Wednesday, June 8, 2016

Math: How To Not Die - Spending Points on HT or HP

First good search result for:
"too many hit points"
So, I was doing some thinking, and an idea occurred to me to graph the relative values of HT versus HP to get a kinda picture of whether one is worth more attention or not when trying to create a character that doesn't die. I don't think the graphs are especially surprising, but hey, graphs is graphs, and who doesn't like looking at numbers turned into lines and/or analyzing if I'm taking a game a bit too seriously?

Method of Calculation

So, in GURPS, you do not die at 0 HP, on the contrary, you can go several multiples of Max Hit Points into the negatives before sweet release is yours. But, each struggling shuffle towards the end of the mortal coil also gives you a small chance of dying before reaching this assured decimation at -5 x Max Hit Points. Salvation is given if one succeeds at an HT roll at each of 4 checkpoints on the highway to the afterlife.
This means that sheer grit and staying-aliveness is a function of HP and HT. HP increases the number of absolute possible steps before the final destination, and HT increases your chances of not dying before you reach that point.
Mathematically, we call this a binomial probability, because we have two outcomes at each fatality check: we succeed or fail (there are some optional rules for slightly more sophisticated and varied outcomes, but they are still mostly degrees of failure and success than a total paradigm shift. So, some Hit Points are locked behind the chance that you might die, and sometimes, the chance that you might die. You are (mostly) guaranteed that you can go from HP to -HP without dying, so everyone has 2xHP. After those HP though, you have to stay alive to get the next HP Hit Points, after that, you need to stay alive again, and after that, you need to stay alive again, so your chances of getting the next bit of hit points is cumulatively dependent on your odds of getting all the HP before it.
So, "Effective HP" is:
2 x HP + (HT Success Odds) x HP + (HT Success Odds)^2 x HP + (HT Success Odds)^3 x HP + (HT Success Odds)^4 x HP.
I graphed these values, and got the charts below:

Health held constant with HP as the Independent Variable


The vertical axis is "Effective HP" and the horizontal axis is the number of real HP. Each line corresponds to an HT value of 10 to 16, and HP goes from 10 to 20.
The improvements are literally linear (look at the trendline equations, and the R squared value of 1, which means a 100% perfect match.) the lines are a little wobbly because I rounded them to integers before graphing, but this means, point for point spent on HP, the "return on investment" so to speak is always the same. At higher levels of HT, each HP is more valuable, and at 16 HT a single HP is worth almost twice as much as it is worth at 10 HT, as we can see by the increasingly steep slope of the equations.

▶ **Dataset rows**
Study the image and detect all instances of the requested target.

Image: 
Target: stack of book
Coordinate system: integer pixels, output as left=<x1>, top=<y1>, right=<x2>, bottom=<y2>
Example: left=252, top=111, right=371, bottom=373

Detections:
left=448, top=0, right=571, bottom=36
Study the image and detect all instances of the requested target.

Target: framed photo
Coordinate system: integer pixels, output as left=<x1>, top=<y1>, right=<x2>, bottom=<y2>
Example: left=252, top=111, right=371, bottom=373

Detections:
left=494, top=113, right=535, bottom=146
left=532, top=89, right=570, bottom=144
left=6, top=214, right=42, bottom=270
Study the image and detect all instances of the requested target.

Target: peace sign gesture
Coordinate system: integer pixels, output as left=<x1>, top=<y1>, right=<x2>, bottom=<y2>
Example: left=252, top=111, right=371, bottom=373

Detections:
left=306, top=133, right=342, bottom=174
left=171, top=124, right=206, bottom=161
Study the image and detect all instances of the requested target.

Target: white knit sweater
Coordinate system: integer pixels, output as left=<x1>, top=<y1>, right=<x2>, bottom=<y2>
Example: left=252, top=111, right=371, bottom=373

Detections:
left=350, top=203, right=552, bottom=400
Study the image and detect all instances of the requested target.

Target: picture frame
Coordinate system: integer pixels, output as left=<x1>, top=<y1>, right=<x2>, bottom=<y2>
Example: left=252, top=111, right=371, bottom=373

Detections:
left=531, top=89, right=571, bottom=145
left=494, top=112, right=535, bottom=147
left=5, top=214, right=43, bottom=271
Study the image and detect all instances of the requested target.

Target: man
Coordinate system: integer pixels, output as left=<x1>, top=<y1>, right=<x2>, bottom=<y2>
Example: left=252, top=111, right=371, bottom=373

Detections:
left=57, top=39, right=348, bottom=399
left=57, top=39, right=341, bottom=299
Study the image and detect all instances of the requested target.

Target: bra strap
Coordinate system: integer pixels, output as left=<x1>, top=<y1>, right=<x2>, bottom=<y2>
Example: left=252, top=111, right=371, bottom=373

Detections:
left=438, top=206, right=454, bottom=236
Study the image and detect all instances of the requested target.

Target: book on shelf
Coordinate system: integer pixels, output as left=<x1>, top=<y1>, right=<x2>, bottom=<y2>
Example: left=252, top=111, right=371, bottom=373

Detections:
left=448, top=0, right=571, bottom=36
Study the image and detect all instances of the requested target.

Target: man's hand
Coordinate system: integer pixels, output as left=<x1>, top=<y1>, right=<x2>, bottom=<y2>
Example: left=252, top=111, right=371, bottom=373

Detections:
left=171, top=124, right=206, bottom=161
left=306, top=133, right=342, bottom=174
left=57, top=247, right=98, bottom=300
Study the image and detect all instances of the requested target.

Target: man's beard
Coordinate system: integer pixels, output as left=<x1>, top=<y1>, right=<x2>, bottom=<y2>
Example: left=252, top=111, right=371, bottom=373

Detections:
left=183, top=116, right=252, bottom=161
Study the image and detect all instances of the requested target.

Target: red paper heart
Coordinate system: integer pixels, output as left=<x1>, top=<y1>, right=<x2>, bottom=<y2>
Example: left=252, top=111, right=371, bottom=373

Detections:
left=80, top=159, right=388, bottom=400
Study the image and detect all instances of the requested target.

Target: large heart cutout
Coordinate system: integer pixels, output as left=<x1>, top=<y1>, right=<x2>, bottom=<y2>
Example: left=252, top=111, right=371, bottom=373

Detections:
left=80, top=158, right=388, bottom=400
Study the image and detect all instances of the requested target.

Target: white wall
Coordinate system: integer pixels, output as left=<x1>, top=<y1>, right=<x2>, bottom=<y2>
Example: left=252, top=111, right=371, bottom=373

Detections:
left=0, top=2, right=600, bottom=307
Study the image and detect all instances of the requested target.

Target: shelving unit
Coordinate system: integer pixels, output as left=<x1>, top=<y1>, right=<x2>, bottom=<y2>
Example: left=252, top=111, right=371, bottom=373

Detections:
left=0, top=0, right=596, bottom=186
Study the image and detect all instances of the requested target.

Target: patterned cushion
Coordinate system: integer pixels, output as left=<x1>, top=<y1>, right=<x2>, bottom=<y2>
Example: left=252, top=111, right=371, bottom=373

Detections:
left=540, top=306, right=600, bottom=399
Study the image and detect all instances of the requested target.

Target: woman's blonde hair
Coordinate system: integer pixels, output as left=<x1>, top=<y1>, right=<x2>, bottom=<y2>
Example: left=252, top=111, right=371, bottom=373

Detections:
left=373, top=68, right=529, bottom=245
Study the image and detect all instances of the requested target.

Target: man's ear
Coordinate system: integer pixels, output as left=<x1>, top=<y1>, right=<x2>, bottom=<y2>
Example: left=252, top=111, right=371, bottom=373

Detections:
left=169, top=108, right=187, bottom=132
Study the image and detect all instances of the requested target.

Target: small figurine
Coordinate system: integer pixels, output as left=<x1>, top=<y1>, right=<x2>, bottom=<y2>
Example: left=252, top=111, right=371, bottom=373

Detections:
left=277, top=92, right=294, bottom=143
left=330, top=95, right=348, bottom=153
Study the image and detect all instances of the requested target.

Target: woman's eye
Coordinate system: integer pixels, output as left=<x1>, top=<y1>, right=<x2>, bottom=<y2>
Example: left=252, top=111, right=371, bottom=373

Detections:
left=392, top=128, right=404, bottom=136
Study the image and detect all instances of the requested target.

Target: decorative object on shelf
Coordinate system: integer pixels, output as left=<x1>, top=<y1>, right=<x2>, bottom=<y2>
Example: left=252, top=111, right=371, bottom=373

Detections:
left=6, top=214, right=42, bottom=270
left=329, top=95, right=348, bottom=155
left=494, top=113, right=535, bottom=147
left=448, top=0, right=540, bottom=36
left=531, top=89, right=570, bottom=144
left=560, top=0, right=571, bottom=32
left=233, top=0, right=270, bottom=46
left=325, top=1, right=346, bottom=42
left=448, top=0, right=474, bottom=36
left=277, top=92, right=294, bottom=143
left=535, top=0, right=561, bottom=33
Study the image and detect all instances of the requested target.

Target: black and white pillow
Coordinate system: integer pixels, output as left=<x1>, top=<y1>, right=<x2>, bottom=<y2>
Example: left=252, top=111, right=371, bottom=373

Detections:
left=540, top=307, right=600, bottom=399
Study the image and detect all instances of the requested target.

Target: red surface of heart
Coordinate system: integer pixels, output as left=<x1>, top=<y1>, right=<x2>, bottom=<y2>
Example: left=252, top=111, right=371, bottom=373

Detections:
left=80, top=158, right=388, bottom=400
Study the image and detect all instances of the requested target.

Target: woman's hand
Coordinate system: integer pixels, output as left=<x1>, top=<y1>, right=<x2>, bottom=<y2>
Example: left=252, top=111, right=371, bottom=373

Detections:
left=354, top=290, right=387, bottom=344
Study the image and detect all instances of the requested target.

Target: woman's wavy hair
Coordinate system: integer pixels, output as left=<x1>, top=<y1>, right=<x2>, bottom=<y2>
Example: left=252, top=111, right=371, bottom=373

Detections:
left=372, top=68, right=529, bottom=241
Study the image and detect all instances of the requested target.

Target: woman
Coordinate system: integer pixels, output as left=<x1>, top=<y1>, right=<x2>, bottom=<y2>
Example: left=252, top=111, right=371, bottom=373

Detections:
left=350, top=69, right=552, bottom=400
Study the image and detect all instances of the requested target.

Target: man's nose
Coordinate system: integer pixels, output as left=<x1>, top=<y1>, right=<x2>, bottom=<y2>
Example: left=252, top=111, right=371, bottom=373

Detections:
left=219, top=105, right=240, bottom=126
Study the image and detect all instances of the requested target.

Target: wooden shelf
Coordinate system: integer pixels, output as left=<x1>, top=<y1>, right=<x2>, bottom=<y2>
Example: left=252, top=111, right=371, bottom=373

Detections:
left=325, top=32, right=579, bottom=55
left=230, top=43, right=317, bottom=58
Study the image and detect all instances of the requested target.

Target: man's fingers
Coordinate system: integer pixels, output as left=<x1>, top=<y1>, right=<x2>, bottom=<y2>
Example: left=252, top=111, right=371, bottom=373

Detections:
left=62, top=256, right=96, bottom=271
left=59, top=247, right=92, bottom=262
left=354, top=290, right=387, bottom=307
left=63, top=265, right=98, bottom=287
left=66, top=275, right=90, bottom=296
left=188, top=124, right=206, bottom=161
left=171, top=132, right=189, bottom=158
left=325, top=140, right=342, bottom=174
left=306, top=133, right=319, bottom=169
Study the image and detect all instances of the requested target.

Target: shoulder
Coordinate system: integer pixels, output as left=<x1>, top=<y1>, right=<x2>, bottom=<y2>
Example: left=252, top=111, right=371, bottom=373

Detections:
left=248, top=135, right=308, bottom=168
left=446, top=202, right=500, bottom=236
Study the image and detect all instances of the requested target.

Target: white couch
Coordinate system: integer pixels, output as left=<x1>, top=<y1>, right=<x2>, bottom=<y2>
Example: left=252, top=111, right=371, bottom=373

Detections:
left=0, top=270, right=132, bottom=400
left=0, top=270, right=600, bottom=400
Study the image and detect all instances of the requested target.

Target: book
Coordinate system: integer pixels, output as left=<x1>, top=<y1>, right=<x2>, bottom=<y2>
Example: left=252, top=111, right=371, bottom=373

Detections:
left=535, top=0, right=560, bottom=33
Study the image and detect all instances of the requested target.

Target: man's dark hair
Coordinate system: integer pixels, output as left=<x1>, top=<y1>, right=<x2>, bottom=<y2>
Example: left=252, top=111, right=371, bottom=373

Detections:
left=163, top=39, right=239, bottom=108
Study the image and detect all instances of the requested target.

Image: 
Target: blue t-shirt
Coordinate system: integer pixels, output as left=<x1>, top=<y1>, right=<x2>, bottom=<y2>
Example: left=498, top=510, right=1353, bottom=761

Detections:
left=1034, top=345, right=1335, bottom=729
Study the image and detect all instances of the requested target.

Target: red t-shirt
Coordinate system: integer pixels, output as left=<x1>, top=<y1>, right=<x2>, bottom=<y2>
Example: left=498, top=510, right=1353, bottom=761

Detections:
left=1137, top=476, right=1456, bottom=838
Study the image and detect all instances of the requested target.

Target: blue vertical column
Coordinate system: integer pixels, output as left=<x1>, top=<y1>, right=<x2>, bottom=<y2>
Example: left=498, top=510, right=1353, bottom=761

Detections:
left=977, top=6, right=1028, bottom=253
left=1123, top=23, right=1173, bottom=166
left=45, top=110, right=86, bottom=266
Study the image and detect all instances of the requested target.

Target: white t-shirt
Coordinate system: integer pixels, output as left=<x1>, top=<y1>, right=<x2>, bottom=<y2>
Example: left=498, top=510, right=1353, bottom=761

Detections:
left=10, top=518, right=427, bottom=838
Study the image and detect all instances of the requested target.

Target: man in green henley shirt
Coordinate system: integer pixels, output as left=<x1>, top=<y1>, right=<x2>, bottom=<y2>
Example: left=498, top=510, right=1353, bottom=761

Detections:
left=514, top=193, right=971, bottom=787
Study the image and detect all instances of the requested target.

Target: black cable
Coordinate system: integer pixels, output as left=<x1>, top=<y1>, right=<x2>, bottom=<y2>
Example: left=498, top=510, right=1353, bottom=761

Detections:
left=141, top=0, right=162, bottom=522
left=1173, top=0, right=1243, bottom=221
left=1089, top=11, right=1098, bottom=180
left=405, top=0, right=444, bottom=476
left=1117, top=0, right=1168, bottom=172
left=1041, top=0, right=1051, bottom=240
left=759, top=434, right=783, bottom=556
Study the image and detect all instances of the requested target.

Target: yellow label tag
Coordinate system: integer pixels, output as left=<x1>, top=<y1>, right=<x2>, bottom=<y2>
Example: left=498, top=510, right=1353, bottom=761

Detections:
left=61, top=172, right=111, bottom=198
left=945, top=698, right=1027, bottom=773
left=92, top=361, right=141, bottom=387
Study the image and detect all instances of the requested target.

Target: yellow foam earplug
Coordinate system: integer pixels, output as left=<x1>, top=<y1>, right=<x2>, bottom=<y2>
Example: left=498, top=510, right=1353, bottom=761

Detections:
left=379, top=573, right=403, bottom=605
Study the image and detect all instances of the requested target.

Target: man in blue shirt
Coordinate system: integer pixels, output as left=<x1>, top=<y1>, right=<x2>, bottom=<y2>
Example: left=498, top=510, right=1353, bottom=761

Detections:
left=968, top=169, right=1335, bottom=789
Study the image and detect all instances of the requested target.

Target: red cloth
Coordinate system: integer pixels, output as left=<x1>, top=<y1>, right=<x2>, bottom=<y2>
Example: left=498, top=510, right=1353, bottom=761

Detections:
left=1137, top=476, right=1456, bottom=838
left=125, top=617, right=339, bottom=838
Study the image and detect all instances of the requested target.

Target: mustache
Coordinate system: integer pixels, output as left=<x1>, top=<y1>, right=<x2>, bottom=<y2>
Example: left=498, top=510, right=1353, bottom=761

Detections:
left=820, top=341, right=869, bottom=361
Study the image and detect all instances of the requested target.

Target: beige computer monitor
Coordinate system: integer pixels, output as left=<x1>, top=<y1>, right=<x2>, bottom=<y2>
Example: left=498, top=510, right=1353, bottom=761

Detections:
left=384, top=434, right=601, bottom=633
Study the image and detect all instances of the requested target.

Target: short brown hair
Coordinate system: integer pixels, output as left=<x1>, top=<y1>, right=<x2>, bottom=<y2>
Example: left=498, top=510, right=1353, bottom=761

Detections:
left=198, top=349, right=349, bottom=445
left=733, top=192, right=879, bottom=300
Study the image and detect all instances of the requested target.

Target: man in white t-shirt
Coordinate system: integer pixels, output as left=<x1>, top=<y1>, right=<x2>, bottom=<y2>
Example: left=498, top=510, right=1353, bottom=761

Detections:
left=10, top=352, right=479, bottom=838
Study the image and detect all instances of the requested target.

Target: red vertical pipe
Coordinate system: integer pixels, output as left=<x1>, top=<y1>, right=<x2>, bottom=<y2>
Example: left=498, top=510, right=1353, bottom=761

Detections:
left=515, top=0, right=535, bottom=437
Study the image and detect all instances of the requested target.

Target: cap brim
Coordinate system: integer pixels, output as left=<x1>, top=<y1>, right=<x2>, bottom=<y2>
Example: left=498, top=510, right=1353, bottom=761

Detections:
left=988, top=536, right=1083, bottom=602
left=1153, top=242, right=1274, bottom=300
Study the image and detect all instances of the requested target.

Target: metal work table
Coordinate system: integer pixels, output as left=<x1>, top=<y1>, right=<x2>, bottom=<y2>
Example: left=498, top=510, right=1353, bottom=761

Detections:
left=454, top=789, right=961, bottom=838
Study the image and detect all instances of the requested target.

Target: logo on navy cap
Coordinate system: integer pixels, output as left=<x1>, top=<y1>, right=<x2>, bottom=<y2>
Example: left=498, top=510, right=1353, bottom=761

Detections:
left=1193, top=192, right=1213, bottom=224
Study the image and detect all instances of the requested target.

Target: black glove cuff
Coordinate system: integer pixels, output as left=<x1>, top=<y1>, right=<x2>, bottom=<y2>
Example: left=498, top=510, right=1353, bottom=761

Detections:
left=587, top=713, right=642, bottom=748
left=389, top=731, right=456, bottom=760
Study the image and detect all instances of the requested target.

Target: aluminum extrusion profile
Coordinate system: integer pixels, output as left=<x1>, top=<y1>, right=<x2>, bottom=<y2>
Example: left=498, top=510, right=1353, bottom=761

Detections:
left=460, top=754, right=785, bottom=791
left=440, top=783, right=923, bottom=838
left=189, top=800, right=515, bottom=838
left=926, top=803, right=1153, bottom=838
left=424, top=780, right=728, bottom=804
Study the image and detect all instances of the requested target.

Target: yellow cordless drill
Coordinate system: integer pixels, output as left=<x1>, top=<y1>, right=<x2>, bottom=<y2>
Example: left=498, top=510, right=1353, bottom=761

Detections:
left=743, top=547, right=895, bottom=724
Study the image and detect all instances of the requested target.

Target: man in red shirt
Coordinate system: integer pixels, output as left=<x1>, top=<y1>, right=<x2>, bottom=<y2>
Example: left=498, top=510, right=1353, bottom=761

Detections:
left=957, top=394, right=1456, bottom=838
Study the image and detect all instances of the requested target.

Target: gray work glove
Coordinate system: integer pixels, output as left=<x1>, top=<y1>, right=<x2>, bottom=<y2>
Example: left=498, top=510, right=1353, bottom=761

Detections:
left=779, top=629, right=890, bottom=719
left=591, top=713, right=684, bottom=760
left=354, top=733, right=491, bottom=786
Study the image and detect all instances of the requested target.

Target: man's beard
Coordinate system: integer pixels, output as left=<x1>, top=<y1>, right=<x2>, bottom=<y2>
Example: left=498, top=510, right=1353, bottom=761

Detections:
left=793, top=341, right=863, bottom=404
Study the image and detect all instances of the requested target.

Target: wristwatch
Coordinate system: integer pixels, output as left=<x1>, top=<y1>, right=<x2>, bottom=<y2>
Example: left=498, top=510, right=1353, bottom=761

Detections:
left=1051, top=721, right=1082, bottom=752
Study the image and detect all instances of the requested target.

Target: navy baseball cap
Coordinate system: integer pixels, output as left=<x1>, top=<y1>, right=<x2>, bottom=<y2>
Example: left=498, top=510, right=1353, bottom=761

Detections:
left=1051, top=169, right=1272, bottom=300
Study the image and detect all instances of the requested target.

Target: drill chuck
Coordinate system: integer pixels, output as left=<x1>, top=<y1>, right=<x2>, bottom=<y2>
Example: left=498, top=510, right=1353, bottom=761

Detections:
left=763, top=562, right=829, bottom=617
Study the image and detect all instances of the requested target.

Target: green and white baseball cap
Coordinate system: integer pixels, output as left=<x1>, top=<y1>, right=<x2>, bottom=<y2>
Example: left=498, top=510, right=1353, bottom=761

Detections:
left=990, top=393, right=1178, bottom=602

▶ **Tasks to carry out**
• A. List every term added together in the formula for "Effective HP" given in the HT-versus-HP post.
• B. Carry the HT-versus-HP post forward from its last sentence.

▶ **Task results**
• A.
2 x HP
(HT Success Odds) x HP
(HT Success Odds)^2 x HP
(HT Success Odds)^3 x HP
(HT Success Odds)^4 x HP

• B.
HP held constant with Health as the Independent Variable

This graph is a little more interesting and follows a more polynomial plot, almost a 4th order equation (not important, but an observation.) We see that with this graph value rises a lot faster per each HT added than in the previous graph, but not all HT are created equal, as beyond 16, the graph completely flatlines (because 17 and 18 are always a failure.) Not that going beyond 16 HT is worthless, but it loses value in terms of simply staying alive. Looking at the trendline equations and looking at the line, the fits are obviously not as close as those for the previous graph, but to kinda get an idea of how much each point of HT helps, take a look at the constant in the equation being multiplied by x. We are getting, in the best situation, an improvement of survivability almost 6 times what we get from increasing HP. The constant next to x^2 however, is negative, indicating diminishing returns; each increase in HT is worth less than the previous, as opposed to HP where increasing HP by one when you are at 10, or when you are at 20 still "extends the lifebar" the same amount.

Final Notes

At the low end, increasing HT does a lot more to help than increasing HP. If I knew how to draw a 3d graph, that'd be nice, but I don't, I don't have a license for Matlab either, but taking a look at these charts, if you ask yourself, "Should I get another HT or another HP?" You can answer that by looking at the graph you like the most, let's say the first one because it's linear and easier to eyeball at a glance. If the dot above your dot (on a different line) is better then the next dot on your line, it is better to improve HT (if you have the choice) If the next dot on your line is better, then it is better to increase HP. Of course, this isn't always accurate because really, one point of HP costs a lot less than one level of HT. If you like the other graph, just swap HP and HT in that statement. That being said, one level of Hard to Kill is closer in price (I think the same price) so you can use that, and some advantages like Fit improve HT for the sake of staying alive, and come with a slew of other helpful benefits.
Also, a lot of this is hypothetical, and depends on certain assumptions like, "being -20 HP with a lot of HT is no worse than being at 10 HP with a lot of HP," and that is not exactly true either. Move and Active Defenses will be penalized, and you might need to roll often to stay conscious... but at least you aren't dead!
Edit: Thought about it, and here's a reasonable approximation of what the graph might look like according to Wolfram Alpha if it were in 3d, note HT is from 0.5 to 1, which is 50% odds of surviving (or, HT 10) to 100% chance of surviving (HT 16 is like 98.5%, technically, not possible in GURPS except for maybe with some "no nuisance roll perk" at 18 HT.)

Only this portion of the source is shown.